Records contained in a dataset
*** Block opens ***

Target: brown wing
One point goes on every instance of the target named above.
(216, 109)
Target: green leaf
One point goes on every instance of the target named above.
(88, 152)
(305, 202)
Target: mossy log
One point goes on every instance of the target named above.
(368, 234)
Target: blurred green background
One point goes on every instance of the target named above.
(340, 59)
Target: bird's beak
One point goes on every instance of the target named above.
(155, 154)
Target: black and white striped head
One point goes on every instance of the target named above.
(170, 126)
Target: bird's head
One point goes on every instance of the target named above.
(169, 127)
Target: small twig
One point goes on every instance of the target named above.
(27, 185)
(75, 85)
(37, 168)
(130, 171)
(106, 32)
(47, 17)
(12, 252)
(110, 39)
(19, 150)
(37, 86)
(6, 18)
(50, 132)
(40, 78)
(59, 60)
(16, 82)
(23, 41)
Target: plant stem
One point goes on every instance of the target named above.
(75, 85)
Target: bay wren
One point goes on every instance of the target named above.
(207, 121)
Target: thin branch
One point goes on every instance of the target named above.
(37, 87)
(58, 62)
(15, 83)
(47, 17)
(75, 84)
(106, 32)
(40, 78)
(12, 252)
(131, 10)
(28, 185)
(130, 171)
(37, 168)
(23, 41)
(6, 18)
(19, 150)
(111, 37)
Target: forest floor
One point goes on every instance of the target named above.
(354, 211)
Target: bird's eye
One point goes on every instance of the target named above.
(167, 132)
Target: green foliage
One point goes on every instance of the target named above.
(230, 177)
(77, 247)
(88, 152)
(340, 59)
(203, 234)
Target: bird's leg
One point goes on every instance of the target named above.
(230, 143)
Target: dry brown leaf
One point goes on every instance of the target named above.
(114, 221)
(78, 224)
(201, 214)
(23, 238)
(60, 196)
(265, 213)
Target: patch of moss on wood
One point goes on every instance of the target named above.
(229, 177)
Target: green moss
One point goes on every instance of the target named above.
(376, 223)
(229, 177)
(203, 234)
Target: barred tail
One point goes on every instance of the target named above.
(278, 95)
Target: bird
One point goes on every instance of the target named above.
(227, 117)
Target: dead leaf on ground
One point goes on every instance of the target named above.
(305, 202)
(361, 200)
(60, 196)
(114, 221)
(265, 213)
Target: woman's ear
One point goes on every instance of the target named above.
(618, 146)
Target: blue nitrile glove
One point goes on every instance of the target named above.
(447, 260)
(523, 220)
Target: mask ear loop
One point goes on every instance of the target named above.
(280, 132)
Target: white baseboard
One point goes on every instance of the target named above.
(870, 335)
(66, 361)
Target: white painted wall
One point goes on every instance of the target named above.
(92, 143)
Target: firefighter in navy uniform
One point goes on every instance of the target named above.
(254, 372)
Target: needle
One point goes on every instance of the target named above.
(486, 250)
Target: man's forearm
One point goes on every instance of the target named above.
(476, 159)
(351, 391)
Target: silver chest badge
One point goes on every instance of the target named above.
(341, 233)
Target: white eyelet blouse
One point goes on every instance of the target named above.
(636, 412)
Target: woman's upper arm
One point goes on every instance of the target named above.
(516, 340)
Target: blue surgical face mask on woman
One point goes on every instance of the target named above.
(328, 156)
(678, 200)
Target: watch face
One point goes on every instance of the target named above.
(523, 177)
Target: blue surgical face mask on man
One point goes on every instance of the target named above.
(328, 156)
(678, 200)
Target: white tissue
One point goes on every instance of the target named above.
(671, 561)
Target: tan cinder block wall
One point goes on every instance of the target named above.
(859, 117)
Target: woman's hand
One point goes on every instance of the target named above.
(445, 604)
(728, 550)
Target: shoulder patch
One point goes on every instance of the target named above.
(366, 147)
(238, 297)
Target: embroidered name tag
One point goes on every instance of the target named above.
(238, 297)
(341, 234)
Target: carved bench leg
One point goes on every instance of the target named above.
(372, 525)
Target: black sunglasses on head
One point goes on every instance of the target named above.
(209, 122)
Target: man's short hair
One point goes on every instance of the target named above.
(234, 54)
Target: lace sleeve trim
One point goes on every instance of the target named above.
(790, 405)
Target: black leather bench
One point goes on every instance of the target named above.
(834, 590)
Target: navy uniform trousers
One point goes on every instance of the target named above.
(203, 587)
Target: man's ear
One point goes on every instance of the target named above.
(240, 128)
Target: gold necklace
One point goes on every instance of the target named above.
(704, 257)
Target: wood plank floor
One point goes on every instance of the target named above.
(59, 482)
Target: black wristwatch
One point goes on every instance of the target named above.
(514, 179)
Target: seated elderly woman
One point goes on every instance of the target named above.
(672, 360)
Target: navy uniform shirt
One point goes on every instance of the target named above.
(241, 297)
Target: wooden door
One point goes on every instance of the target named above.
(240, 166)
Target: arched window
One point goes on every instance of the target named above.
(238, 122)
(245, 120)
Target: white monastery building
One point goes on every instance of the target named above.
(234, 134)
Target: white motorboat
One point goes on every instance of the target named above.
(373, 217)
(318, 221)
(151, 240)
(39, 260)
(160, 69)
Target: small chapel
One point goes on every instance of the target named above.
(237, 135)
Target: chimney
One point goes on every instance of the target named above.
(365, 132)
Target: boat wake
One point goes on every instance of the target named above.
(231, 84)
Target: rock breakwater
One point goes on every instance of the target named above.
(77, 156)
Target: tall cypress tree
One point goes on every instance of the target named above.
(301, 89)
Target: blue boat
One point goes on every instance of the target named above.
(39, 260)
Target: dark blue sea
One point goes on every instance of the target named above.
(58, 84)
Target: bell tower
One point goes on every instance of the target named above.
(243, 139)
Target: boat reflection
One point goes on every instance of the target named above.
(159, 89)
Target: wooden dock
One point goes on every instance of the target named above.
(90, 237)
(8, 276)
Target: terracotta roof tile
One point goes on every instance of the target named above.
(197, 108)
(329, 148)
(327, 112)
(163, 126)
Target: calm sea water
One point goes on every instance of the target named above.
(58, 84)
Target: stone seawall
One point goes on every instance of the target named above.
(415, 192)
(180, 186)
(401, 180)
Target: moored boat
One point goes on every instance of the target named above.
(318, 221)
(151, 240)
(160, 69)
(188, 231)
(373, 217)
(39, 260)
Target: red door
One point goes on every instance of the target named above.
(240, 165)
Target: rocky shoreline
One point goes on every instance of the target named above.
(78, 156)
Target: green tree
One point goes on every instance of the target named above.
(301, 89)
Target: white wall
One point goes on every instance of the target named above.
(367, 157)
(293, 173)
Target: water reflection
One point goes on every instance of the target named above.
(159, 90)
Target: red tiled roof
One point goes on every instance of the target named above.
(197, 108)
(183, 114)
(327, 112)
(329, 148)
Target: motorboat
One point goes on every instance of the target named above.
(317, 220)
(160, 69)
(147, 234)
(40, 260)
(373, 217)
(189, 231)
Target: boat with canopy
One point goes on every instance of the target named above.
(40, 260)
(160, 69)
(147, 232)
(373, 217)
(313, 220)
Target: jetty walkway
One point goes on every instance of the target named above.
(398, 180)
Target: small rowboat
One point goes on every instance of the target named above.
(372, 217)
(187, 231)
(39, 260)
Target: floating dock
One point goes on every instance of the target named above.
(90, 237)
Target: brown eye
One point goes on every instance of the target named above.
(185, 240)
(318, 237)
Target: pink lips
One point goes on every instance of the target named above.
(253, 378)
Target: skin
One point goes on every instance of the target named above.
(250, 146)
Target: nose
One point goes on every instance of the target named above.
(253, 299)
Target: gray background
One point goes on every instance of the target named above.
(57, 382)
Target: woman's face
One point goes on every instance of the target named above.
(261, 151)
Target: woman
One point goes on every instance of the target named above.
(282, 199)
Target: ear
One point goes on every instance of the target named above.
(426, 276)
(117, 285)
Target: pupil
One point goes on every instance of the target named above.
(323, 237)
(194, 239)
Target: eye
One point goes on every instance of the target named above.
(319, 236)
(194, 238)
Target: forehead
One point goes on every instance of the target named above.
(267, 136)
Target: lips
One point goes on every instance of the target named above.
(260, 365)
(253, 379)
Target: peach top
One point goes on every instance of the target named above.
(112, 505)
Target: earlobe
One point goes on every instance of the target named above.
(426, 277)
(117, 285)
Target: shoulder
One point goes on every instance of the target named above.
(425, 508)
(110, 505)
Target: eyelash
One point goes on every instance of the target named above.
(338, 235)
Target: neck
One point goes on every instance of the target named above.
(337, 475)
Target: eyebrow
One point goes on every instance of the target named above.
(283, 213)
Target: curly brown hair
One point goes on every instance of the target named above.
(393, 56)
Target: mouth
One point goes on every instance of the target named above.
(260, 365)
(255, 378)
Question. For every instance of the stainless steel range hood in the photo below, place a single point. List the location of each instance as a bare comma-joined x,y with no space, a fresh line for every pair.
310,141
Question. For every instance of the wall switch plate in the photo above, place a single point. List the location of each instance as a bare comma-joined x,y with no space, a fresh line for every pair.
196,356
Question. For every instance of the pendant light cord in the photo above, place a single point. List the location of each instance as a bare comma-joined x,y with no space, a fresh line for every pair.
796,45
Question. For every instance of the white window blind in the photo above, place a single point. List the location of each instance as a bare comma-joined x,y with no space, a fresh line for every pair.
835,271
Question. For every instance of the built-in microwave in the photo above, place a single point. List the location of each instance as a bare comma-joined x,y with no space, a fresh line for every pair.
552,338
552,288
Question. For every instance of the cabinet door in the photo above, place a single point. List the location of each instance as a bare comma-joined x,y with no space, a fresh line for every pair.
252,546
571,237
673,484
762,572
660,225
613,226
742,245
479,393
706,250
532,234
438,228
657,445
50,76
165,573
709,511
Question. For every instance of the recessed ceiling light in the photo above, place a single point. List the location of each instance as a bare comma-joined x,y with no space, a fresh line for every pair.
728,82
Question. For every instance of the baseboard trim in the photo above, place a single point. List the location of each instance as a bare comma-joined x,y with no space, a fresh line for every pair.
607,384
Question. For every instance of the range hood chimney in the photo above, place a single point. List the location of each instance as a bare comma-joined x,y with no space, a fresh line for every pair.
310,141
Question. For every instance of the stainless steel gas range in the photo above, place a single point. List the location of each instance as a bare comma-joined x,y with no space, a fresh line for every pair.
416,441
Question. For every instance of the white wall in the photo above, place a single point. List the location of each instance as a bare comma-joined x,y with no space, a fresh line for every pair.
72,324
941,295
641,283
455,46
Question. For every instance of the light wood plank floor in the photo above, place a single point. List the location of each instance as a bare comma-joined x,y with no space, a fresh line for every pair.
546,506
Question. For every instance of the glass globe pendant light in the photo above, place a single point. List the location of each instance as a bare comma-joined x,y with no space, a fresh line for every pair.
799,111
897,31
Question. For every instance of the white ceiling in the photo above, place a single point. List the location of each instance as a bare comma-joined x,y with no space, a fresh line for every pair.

*** Block closes ***

* _What you have to do_: Note how many lines of the entries contain the string "bird", then give that number by itself.

* _Answer for the task_: 5